In the text on disinformation and truth decay, how many false or misleading claims had Donald Trump made by the middle of 2020, according to The Washington Post?

**Extracted text**
────────────────────
The term has even been used by the likes of Richard Spencer, an American neo-Nazi and president of the National Policy Institute. In addition to discrediting those news channels that criticise him or his allies, Trump has promoted a steady stream of news outlets that he believes are supportive of him, such as One America News Network (OANN). For Trump and other populists, the idea has been to discourage the exposure of potential supporters to criticism of Trumpism.
While lying is not a partisan notion, in the current post-truth age the rise of right-wing populism has brought with it a tide of deceptive influence campaigns.
The Washington Post revealed that President Donald Trump had made approximately 22,000 false or misleading claims by the middle of 2020.Discrediting the press results from the existence a pluralistic media system, and thus is indicative of a desire to undo that pluralism in favour of a more monistic and authoritarian approach.
Although figures such as Donald Trump might have pathological characteristics that encourage their tendency to govern through deception, the emergence of what has been described as “truth decay” has been partly spurred on by a loosely regulated digital environment.
Without established safeguards and gatekeepers setting the agenda through vertically organised media platforms as well as the deterioration of sovereign boundaries that separate national news from the international information ecosystem, disinformation has become detached from its parochial context.
A tweet sent by someone in Hong Kong can be read instantly by someone in Argentina. Regardless of whether you agree with a message or not, the swift and immediate transmission of messages, however erroneous or truthful, has become accessible to the multitudes.
This is not to advocate for vertically owned media structures that maximise the control of certain gatekeepers. Naturally, the benefits of challenging traditional media monopolies should be clear by this point. Globalisation, satellite TV and now the internet have challenged the ability of dictators and democracies to control their own domestic ecosystems. Whether we like it or not, technological change has resulted, to some extent, in a regional and global pluralism.
Digital citizen journalism, activism and open source investigations have all contributed to creating new streams of accountability that promote transparency and openness. But this book is not about the positive aspects of our digital information ecosystem; it is about the manipulation of truths and facts designed to serve the agenda of powerful actors that primarily seek to censor and mislead their populations.
It is about the “deception order” that works together to enact a war on truth that threatens the shared reality in which we live, whether that’s about medical science or harmful lies about a particular ethnic group. Fundamentally, it is about documenting weaponised deception that results in widespread suffering and misery, or the perpetuation of political systems that promote corruption and inequality.
It is important to note that disinformation transcends borders, and malign actors are using disinformation to influence the foreign policy of other countries to further their own interests. Digital globalisation does not necessarily respect the sovereignty of states or the increasingly porous digital boundaries embodied in the term “world wide web”.
────────────────────
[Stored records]
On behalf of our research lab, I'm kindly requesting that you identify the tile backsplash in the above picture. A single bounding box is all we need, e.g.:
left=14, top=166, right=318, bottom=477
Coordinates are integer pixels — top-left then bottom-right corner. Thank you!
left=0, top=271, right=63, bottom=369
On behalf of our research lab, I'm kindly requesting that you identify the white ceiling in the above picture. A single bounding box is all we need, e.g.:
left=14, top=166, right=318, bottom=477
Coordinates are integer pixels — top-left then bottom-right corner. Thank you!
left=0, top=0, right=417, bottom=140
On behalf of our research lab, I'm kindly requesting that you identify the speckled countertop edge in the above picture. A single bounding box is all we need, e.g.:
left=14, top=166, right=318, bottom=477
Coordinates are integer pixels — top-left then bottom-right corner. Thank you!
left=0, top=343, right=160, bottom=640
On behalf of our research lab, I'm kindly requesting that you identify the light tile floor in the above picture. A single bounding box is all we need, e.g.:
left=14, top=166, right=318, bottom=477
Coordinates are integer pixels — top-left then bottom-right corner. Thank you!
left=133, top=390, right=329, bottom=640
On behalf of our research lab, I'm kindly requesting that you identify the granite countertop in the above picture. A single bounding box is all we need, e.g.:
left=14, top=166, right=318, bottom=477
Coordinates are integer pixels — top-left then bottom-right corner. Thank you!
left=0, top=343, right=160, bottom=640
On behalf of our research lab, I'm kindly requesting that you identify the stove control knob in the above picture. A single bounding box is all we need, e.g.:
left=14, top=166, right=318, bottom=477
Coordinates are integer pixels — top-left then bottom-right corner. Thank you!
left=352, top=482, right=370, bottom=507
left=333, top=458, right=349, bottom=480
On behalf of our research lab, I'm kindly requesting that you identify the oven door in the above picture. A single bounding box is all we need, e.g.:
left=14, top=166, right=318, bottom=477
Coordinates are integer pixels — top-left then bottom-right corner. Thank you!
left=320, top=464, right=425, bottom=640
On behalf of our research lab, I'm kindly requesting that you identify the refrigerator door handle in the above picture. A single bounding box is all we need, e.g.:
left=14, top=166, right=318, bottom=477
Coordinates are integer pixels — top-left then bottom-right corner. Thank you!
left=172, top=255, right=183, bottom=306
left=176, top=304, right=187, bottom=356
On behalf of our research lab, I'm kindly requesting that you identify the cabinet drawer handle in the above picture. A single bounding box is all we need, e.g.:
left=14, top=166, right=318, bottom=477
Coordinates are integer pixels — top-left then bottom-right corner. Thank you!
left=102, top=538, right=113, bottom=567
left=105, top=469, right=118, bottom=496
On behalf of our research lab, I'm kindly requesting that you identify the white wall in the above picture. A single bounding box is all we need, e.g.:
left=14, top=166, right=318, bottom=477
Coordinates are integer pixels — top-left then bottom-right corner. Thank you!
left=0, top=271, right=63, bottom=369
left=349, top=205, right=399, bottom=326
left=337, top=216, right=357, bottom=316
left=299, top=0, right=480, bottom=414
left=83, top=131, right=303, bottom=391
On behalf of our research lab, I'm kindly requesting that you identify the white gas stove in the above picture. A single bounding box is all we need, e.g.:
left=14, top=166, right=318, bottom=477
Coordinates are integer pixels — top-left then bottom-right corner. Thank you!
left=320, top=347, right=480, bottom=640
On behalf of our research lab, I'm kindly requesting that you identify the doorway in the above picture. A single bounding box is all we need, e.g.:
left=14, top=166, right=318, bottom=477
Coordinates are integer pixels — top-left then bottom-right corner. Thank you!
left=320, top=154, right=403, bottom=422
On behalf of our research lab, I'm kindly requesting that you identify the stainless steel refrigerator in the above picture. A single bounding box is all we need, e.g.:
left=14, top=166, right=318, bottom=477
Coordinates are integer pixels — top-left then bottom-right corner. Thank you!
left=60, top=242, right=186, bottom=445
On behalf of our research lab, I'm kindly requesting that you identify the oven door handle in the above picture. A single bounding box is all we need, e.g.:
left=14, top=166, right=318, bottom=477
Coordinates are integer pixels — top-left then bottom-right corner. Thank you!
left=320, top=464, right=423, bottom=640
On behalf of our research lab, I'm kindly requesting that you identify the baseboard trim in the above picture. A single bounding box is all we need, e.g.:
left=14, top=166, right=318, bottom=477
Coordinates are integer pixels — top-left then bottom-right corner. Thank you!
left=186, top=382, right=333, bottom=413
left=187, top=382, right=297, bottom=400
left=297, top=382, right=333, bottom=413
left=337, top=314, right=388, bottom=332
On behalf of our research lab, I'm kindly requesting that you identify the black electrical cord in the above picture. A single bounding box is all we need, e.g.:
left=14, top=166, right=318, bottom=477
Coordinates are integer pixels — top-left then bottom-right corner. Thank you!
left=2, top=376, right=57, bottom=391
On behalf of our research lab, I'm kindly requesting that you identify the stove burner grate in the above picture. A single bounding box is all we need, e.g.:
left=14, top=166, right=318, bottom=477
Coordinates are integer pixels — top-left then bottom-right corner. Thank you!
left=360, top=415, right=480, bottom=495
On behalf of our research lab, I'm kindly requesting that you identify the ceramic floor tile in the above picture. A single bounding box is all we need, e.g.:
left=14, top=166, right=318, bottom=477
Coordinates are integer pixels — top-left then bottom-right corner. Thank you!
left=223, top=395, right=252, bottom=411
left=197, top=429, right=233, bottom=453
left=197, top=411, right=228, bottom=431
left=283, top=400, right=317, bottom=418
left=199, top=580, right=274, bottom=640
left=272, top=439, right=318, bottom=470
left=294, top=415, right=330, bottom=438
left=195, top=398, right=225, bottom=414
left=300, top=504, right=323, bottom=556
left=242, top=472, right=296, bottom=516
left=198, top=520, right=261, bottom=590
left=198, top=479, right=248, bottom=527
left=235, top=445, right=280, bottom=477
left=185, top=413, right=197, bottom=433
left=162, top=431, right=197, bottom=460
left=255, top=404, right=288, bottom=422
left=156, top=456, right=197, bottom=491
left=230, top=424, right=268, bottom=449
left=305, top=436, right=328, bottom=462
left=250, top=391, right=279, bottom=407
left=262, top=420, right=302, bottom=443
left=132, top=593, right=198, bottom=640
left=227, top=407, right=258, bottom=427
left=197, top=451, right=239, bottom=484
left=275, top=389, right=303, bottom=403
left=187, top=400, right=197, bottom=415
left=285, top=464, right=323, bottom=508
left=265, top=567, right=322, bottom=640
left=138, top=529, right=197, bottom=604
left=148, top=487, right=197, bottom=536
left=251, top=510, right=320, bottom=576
────────────────────
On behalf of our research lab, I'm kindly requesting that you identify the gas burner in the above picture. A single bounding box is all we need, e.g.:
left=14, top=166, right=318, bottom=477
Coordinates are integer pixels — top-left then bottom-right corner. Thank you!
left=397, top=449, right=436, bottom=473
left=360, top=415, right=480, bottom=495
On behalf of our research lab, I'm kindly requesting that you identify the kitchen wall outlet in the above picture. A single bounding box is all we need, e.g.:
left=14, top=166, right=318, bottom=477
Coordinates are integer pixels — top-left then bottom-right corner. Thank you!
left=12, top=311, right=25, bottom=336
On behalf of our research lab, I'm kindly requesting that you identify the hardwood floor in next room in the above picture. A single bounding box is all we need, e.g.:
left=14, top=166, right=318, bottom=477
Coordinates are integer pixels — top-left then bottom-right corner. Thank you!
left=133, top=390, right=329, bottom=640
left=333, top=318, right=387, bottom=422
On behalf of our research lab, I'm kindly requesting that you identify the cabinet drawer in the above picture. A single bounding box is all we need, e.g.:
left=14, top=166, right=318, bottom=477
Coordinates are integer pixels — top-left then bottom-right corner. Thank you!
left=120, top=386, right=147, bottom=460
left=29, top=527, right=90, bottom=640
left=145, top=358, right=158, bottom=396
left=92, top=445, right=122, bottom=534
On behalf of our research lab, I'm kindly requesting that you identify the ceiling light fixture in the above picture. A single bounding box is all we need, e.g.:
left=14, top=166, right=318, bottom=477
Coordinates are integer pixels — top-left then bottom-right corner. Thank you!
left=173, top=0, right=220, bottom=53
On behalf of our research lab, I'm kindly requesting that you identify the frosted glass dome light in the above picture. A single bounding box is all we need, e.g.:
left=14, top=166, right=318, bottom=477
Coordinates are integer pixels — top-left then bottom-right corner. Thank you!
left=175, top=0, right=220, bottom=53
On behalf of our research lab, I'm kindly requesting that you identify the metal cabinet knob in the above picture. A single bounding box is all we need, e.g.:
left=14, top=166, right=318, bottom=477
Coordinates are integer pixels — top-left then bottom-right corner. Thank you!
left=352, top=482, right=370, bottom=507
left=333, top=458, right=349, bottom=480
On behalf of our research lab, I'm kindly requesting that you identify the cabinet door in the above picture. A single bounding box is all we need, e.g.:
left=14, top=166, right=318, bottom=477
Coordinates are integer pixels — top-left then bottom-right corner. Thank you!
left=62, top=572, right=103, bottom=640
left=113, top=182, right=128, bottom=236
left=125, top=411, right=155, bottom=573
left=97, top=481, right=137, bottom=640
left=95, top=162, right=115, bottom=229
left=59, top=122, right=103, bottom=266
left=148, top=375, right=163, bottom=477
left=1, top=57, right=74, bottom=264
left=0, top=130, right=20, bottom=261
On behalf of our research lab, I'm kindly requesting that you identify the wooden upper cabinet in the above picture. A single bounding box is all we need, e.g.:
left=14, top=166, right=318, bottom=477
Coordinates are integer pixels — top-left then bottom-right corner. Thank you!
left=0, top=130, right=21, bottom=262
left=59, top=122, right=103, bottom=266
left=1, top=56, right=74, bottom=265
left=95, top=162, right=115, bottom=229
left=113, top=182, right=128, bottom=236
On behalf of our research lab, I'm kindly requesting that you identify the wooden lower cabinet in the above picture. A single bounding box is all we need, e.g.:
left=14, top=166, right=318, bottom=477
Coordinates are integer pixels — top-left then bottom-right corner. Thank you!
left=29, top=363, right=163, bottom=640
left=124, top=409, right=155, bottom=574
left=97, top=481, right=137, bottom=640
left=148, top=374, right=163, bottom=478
────────────────────
**Task result**
Approximately 22,000.